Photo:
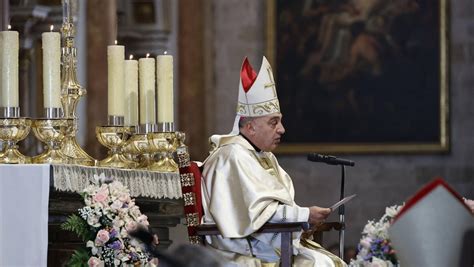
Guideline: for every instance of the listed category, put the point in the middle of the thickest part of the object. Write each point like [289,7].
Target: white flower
[376,262]
[90,244]
[391,211]
[117,204]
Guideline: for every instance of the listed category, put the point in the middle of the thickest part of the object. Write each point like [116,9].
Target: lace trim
[141,183]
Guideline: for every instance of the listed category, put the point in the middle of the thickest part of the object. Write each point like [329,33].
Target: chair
[190,176]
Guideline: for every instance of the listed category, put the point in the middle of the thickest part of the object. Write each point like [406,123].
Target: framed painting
[361,76]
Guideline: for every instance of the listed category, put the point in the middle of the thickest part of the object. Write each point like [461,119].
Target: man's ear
[250,129]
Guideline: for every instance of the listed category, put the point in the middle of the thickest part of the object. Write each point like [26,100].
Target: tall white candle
[9,53]
[146,72]
[51,69]
[131,92]
[164,79]
[116,79]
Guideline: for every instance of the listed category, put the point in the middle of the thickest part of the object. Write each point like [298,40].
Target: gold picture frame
[381,86]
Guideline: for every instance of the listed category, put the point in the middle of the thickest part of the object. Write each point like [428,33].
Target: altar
[36,199]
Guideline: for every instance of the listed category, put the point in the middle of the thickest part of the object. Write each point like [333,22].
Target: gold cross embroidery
[272,82]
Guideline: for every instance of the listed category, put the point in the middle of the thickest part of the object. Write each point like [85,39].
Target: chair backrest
[190,176]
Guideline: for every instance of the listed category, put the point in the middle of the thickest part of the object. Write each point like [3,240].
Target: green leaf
[76,224]
[79,258]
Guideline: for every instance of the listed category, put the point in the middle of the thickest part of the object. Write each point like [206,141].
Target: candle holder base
[13,130]
[114,138]
[52,133]
[78,156]
[164,143]
[140,148]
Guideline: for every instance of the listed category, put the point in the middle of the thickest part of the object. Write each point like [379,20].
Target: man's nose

### De opdracht
Kopieer alsjeblieft het stuk van de regel met "point like [379,20]." tot en met het einde van het materiaal, zonder iets te veranderen.

### Eindresultaat
Guideline: for every instance of the listed category, put the point in the middle of the thickest part of the object. Write each point like [379,20].
Target: man's nose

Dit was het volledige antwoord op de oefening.